** Extracted material **
============
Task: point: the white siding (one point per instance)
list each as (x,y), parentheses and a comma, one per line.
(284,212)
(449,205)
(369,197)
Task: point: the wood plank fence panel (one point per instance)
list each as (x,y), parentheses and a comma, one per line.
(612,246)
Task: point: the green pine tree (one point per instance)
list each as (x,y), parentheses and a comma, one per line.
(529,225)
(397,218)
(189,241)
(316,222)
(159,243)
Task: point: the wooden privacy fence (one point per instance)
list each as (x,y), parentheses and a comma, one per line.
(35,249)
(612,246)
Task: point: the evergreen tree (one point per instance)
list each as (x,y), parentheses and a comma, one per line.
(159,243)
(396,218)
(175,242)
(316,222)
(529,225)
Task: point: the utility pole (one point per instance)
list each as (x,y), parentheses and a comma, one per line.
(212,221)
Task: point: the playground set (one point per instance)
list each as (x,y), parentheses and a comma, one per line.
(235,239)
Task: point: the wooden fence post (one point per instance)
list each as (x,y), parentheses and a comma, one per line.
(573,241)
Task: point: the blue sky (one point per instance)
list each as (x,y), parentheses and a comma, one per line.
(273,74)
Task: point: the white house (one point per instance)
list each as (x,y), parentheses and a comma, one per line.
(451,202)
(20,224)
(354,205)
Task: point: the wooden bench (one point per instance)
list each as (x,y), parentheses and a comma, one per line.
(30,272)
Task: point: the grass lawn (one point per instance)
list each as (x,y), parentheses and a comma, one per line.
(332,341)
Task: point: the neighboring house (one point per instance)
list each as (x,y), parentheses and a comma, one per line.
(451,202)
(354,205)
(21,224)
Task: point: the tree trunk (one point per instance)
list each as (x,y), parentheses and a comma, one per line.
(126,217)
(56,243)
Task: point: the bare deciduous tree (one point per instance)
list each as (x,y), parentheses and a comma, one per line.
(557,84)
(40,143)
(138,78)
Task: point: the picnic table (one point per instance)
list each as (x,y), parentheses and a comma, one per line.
============
** What needs to be done **
Please update all the rows above by replacing "one point per instance" with "one point per item", leaving everything else unchanged.

** Exercise answer **
Task: point: the white siding (one point per item)
list each as (x,y), parentheses and a comma, one per line.
(284,212)
(449,205)
(369,197)
Task: point: the wood plank fence panel (one point per item)
list each as (x,y), parentheses and a comma, one per line.
(612,246)
Task: point: the green pine tree (one point per item)
list each as (x,y), parentheses and a comma, one per line.
(529,225)
(397,218)
(189,241)
(316,222)
(159,243)
Task: point: the wooden privacy fence (one point per item)
list each as (x,y), parentheses and a comma, one per line.
(35,249)
(612,246)
Task: point: the evergreen tree (one point per item)
list each as (x,y), parentheses and a comma, one per line.
(159,243)
(396,218)
(175,242)
(316,222)
(529,225)
Task: point: the utility pole (one point per item)
list each as (x,y), parentheses and a comma, one per line.
(212,221)
Task: point: the playground set (one point per item)
list each as (x,y), parentheses and a comma, one per line.
(235,239)
Task: point: the wooden fence post (one point per item)
list each as (x,y), parentheses and a comma, one per line.
(573,241)
Task: point: the blue sky (one point per item)
list each as (x,y), parentheses and a comma, one per line.
(273,74)
Task: point: the white house (one point per item)
list each as (x,y), parentheses and a comma, one per line.
(451,202)
(20,224)
(354,205)
Task: point: the wooden bench (one point per item)
list each as (x,y), parentheses and a comma, one per line.
(30,272)
Task: point: the grass lawn (one point per item)
list each as (x,y), parentheses and a comma, one per line.
(332,341)
Task: point: the neighboring house (one point per item)
list each as (x,y), parentheses and a comma, one per line.
(451,202)
(354,205)
(21,224)
Task: point: the tree trunk (one point per item)
list each as (x,y), parentheses and a comma, one per line.
(126,217)
(56,243)
Task: point: the bare deciduous tree (one point per item)
list each as (x,y), parentheses and a comma, one per line.
(557,84)
(40,143)
(138,78)
Task: point: the picnic table (one point per item)
list each as (x,y), parentheses and a comma, one per line.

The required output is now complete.